■ **EXERCISE BRIEF**
Exclude images, then output the remaining data verbatim.
=== SUPPLIED MATERIAL ===
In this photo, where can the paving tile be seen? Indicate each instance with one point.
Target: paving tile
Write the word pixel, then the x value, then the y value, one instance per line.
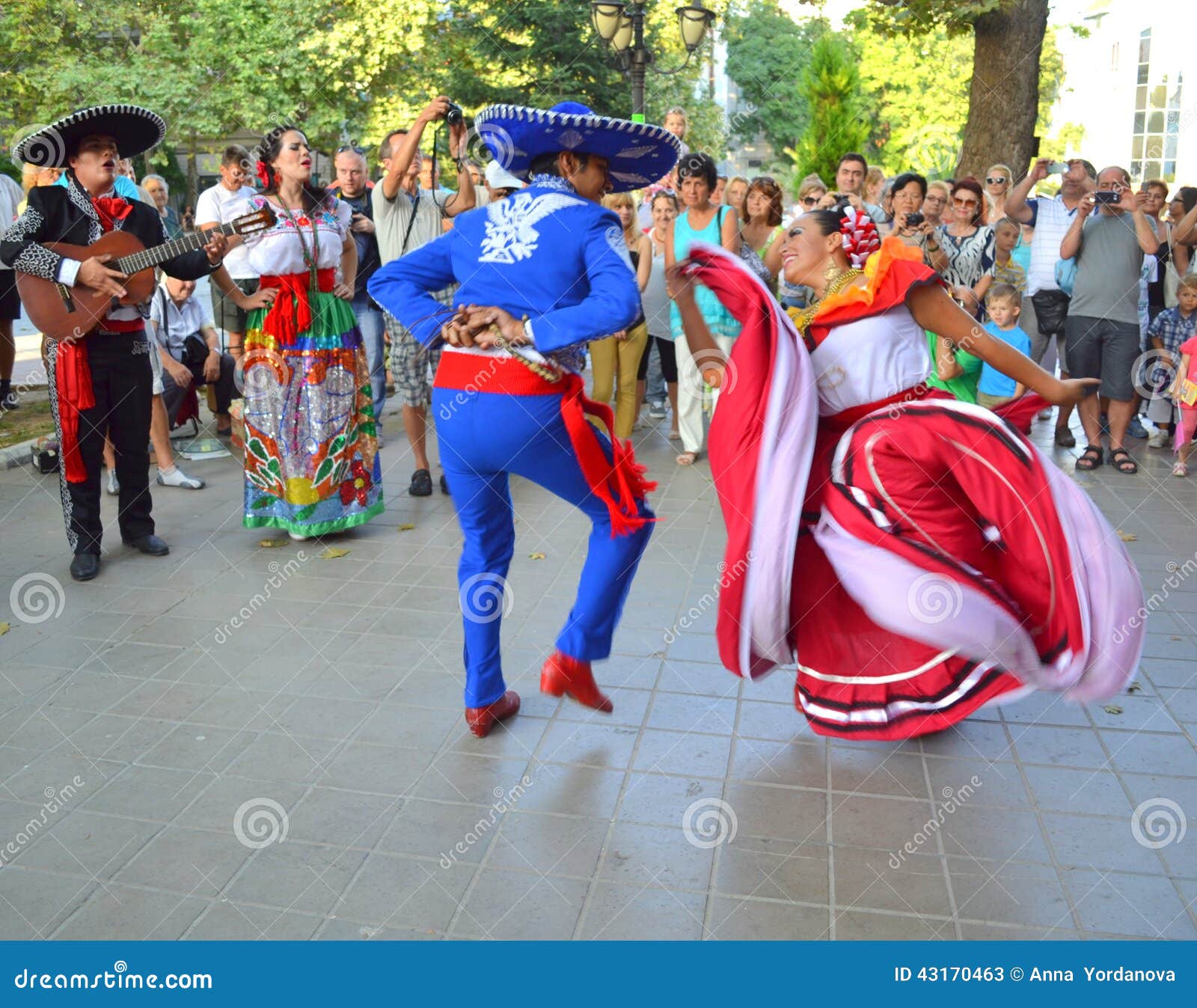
pixel 548 844
pixel 296 876
pixel 1011 894
pixel 655 855
pixel 619 912
pixel 999 834
pixel 1143 752
pixel 400 892
pixel 861 926
pixel 753 867
pixel 341 818
pixel 590 744
pixel 751 920
pixel 512 905
pixel 117 912
pixel 898 882
pixel 1062 789
pixel 1089 842
pixel 1142 905
pixel 230 921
===
■ **WRITTEN RESPONSE**
In this photo, where can the paving tile be seen? Indicate each instance with one point.
Target: paving tile
Write the word pixel, then the x value, then the y value, one instance per line.
pixel 548 844
pixel 296 876
pixel 1011 894
pixel 655 855
pixel 619 912
pixel 999 834
pixel 1143 752
pixel 400 892
pixel 861 926
pixel 753 867
pixel 341 818
pixel 590 744
pixel 751 920
pixel 512 905
pixel 117 912
pixel 898 882
pixel 1062 789
pixel 1089 842
pixel 1142 905
pixel 230 921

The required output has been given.